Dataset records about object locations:
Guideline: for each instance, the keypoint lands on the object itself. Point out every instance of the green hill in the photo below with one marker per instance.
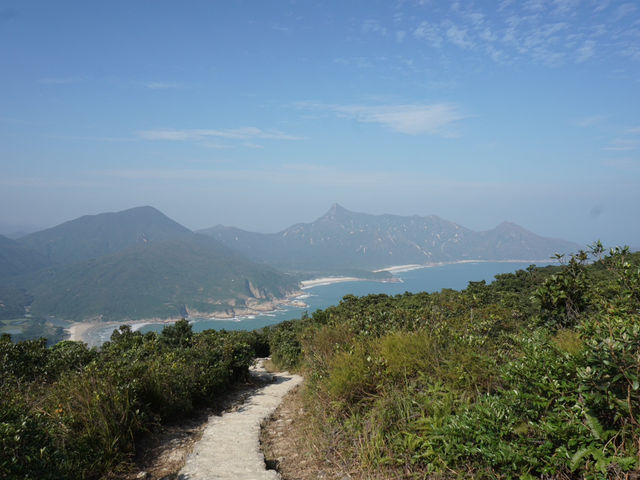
(341, 240)
(93, 236)
(535, 375)
(17, 259)
(159, 279)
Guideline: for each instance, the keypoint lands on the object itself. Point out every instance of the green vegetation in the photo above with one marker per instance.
(73, 412)
(533, 376)
(536, 375)
(163, 279)
(128, 265)
(342, 242)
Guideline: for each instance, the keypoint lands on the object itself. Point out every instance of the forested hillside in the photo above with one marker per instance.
(533, 376)
(342, 241)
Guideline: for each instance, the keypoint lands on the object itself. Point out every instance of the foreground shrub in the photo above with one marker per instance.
(73, 412)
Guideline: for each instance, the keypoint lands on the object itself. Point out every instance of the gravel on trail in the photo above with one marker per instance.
(230, 447)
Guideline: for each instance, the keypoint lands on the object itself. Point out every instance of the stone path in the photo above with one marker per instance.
(230, 448)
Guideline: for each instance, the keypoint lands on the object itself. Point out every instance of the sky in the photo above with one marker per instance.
(261, 114)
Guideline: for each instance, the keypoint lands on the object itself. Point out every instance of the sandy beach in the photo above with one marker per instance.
(317, 282)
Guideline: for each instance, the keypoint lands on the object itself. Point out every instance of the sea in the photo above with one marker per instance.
(430, 279)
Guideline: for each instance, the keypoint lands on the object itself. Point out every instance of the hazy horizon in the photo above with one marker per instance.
(261, 115)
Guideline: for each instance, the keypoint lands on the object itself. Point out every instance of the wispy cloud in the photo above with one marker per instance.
(586, 51)
(373, 26)
(623, 145)
(163, 85)
(412, 119)
(243, 133)
(60, 80)
(7, 14)
(590, 121)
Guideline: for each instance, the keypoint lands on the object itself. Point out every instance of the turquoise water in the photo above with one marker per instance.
(432, 279)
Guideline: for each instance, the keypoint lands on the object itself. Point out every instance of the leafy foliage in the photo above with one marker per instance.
(533, 376)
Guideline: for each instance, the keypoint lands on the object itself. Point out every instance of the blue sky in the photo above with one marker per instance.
(261, 114)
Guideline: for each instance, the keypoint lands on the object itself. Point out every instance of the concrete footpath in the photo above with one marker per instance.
(230, 446)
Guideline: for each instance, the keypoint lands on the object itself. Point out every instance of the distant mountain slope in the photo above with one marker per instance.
(17, 259)
(157, 279)
(93, 236)
(343, 239)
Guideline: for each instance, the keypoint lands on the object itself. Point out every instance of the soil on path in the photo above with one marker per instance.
(230, 447)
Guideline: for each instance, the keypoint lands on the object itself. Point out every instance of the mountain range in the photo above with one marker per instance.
(138, 263)
(342, 240)
(133, 264)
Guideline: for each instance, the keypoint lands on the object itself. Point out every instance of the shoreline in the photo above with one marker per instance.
(83, 331)
(319, 282)
(416, 266)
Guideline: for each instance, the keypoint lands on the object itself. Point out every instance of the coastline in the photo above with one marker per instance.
(84, 331)
(416, 266)
(319, 282)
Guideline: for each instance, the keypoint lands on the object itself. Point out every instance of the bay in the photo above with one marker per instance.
(431, 279)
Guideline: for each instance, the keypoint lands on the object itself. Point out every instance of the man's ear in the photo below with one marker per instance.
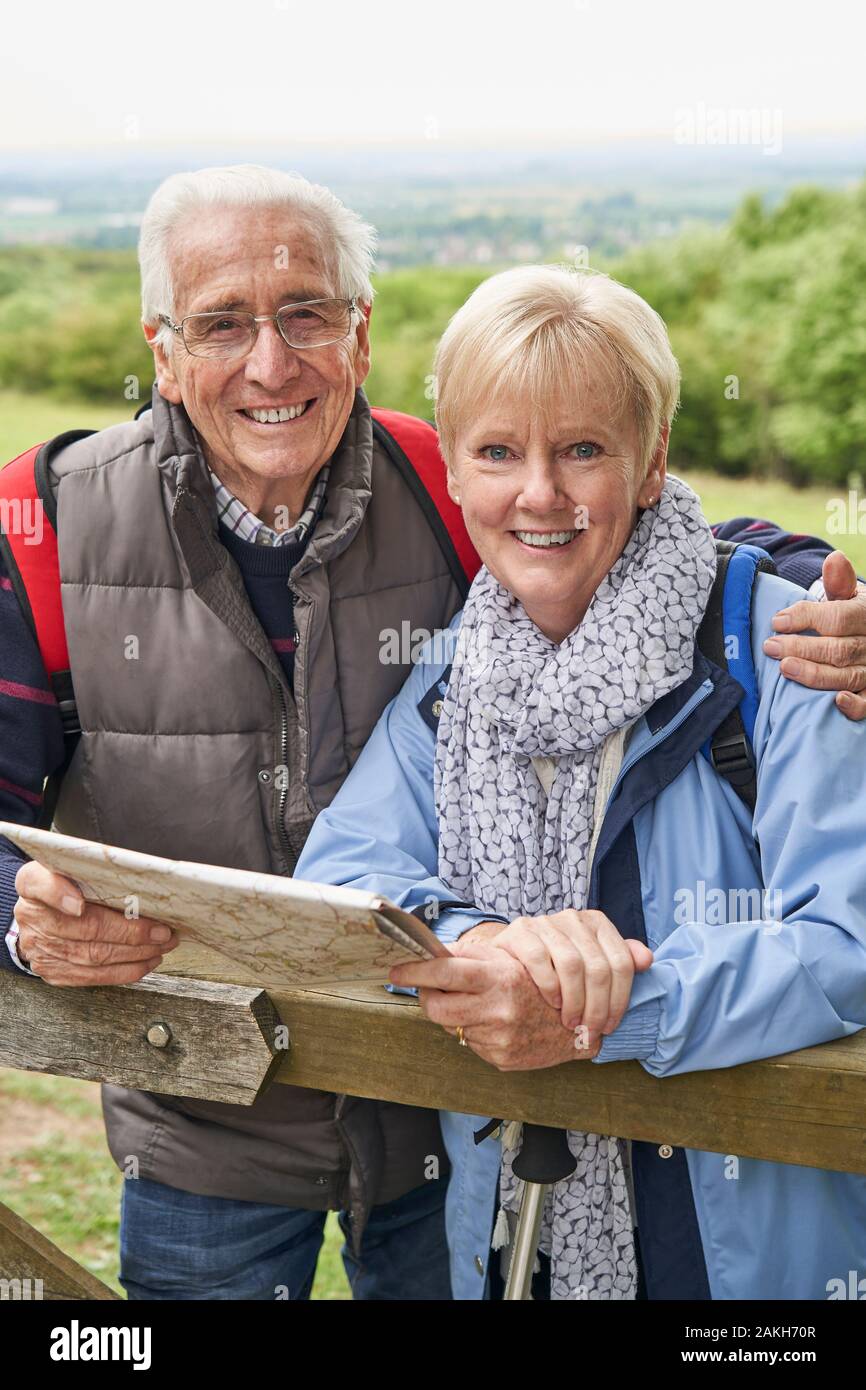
(166, 378)
(656, 473)
(362, 346)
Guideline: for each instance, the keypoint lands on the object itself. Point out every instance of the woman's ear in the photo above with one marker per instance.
(656, 473)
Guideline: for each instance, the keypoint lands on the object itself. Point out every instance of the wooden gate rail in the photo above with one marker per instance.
(228, 1041)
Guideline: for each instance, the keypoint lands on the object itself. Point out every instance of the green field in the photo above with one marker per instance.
(59, 1173)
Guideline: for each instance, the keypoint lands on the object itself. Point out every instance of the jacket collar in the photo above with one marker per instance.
(349, 485)
(665, 741)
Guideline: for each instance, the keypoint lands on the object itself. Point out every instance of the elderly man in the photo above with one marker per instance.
(230, 563)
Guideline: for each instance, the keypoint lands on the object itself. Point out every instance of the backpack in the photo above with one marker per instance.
(724, 637)
(413, 448)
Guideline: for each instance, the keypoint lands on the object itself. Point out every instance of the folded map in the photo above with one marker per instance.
(234, 925)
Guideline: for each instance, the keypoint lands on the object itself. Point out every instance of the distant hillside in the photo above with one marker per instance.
(768, 317)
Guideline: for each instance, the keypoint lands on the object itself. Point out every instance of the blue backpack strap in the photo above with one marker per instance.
(726, 638)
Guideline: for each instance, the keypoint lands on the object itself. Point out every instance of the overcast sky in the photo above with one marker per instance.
(104, 71)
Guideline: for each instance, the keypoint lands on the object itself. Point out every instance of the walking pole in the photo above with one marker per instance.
(544, 1159)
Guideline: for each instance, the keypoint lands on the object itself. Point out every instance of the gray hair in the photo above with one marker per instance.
(350, 239)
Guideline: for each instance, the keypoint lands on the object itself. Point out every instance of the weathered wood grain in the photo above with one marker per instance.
(32, 1268)
(221, 1043)
(805, 1107)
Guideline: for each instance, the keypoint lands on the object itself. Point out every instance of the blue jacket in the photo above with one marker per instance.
(681, 866)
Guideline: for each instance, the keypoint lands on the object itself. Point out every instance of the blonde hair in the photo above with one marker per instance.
(534, 330)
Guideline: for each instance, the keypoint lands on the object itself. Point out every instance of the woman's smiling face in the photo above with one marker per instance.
(551, 499)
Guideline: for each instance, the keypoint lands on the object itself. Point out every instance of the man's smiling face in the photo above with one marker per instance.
(259, 260)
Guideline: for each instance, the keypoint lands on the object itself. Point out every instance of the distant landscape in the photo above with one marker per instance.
(765, 306)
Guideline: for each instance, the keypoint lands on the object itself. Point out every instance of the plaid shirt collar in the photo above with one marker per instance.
(249, 527)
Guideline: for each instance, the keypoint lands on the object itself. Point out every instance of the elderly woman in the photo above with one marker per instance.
(567, 798)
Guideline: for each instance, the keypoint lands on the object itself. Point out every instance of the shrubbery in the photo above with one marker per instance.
(768, 319)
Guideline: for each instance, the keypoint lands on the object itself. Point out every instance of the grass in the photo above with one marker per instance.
(56, 1172)
(59, 1173)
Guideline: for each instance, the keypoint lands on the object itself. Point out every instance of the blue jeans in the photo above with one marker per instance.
(177, 1244)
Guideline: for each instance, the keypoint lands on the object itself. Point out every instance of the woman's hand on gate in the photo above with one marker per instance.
(580, 965)
(66, 940)
(494, 1000)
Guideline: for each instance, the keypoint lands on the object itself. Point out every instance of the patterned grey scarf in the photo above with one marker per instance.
(512, 849)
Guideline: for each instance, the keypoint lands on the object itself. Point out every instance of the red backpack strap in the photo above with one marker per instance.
(413, 446)
(28, 541)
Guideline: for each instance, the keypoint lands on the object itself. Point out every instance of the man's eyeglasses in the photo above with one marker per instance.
(316, 323)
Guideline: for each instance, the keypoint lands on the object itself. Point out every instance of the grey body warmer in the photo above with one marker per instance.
(180, 747)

_Written exercise:_
Copy out every line from the one containing "the blue jeans" to the end of the material, both ends included.

_Task solution:_
Guideline: for each instance, the keypoint lands on the object itself. Point out every instance of the blue jeans in the photo above with one marker per instance.
(177, 1244)
Guideline: for each instance, the keypoint lands on the object itself. Point out every instance of the woman's hand on gate in the photo above with one marker per instance.
(580, 965)
(66, 940)
(494, 1000)
Guideline: for each instance, the keypoint lands on the object itself. Point out every instance of the patterned grey scarf in the photo above with one marker per instance.
(512, 849)
Guideline: for each instance, the keypoint lands on the object itself. Point out every instance of the red backpack strap in the photo above with one marker per instance.
(413, 446)
(28, 541)
Guideline: for each instance, the keypoint lands on the object itself. Point out every instance of the man's eyeglasses in the photo above with one marker per instance.
(316, 323)
Guideline: for each instance, the keypoint lands on the object itself. Point out every instance of the grey body warmer in the photo above with one marker per instance.
(180, 747)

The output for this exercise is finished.